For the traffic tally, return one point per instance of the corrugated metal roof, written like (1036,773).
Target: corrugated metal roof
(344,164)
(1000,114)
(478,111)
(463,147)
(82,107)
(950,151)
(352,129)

> **ASSIGNMENT**: Set every line of the listing down word for word.

> **RESPONSE FOR THIS EXERCISE**:
For the traffic tally, return one point per instance of the corrugated metal roof, written like (1036,773).
Target: corrugated metal roof
(344,164)
(1000,114)
(478,111)
(463,147)
(82,107)
(950,151)
(352,129)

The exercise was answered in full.